# Diseño driver IGBT



## xengu (Nov 15, 2006)

Estoy inmerso en el diseño de un driver para IGBT, pero me asalta un problema. Una de las características de debe tener esta fuente es que en conmutación debe ser capaz de inyectar grandes cantidades de corriente pico (40 A) a la puerta del IGBT- para cargar lo más rápido posible las capacidades parásitas de puerta, pero en conducción o bloqueo apenas debe aportar corriente. Pues bien, la etapa final utilizado para ello es un push-pull convencional mediante MOSFET-s. Aquí viene el problema, no se que MOSFET-s elegir, ya que me interesa que sean de la menor potencia posible pero con una gran capacidad de corriente pico.

Os agradecería si me remitierais información sobre MOSFET-s de baja potencia con gran capacidad de corriente de pico. O alguna otra configuración que soporte las características mencionadas.

Un saludo.


----------



## pantuflo (Nov 19, 2006)

No alcanzo a ver bien por que necesitas amplificar tanto la corriente antes de atacar la puerta de un IGBT.

CONSIGNAS -
a) Cita sin cambios el fragmento del hilo sobre el driver IGBT que va entre "## xengu (Nov" y "las características mencionadas.", ambos incluidos.
b) Responde a partir del hilo sobre el driver IGBT:
(i) ¿Qué corriente pico debe poder inyectar el driver a la puerta del IGBT en conmutación?
(ii) ¿Qué configuración se usa en la etapa final?
(iii) ¿En qué fecha publicó pantuflo su mensaje?
c) Prosigue el hilo sobre el driver IGBT desde el último mensaje que aparece.

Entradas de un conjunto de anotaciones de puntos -
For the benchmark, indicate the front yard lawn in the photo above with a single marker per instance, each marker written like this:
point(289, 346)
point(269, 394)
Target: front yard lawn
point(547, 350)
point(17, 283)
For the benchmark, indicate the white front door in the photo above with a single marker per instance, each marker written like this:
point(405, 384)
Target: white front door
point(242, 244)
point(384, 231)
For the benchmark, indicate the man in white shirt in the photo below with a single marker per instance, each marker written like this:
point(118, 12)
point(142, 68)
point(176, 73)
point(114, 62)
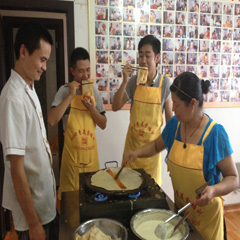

RESPUESTAS -
a)
## xengu (Nov 15, 2006)

Estoy inmerso en el diseño de un driver para IGBT, pero me asalta un problema. Una de las características de debe tener esta fuente es que en conmutación debe ser capaz de inyectar grandes cantidades de corriente pico (40 A) a la puerta del IGBT- para cargar lo más rápido posible las capacidades parásitas de puerta, pero en conducción o bloqueo apenas debe aportar corriente. Pues bien, la etapa final utilizado para ello es un push-pull convencional mediante MOSFET-s. Aquí viene el problema, no se que MOSFET-s elegir, ya que me interesa que sean de la menor potencia posible pero con una gran capacidad de corriente pico.

Os agradecería si me remitierais información sobre MOSFET-s de baja potencia con gran capacidad de corriente de pico. O alguna otra configuración que soporte las características mencionadas.

b)
(i) 40 A.
(ii) Un push-pull convencional con MOSFET.
(iii) El 19 de noviembre de 2006.

c)
En lo que yo conozco, la mayoría de los IGBT requieren poca corriente de disparo, aun cuando queramos que trabaje en alta frecuencia (30kHz), la corriente que requieren en puerta es del orden de 10 miliamperios, la capacidad de la puerta es del orden de 10 nanofaradios, la potencia, voltaje y corriente en salida depende del modelo.


Saludos


----------



## xengu (Nov 20, 2006)

Lo primero gracias por tu interés. La razón por la que es necesaria tal magnitud de corriente es debido a la aplicación en la que estoy trabajando. 

El objetivo de mi proyecto es diseñar un driver genérico que posibilite la serialización de IGBT-s. El problema surge cuando la cargas de trabajo no se distribuyen homogéneamente entre todos los dispositivos. Por ejemplo, si se les da el orden de apertura a la vez a dos IGBT-s, y uno de ellos es más lento que el otra a la hora del apagado (debido a las diferentes características que presenta todo dispositivo) el dispositivo más rápido es el que bloquea toda la tensión de bus. Lo mismo pasa en el encendido.

Para subsanar el problema existen técnicas referidas al circuito de gobierno. El driver se encarga de meter o sacar cargas de la puerta con la finalidad de controlar tanto la derivada de la corriente como de la tensión.

Para que el driver tenga la gobernabilidad suficiente respecto a las dinámicas de los IGBT-s, debe ser capaz de cargar y descargar las capacidades de puerta casi instantáneamente. Debido a ello el driver debe ser capaz de trabajar con corrientes pico muy elevadas. En el mercado hoy en día existen driver con un capacidad de 70 A pico 4W


----------



## lmo (Dic 2, 2008)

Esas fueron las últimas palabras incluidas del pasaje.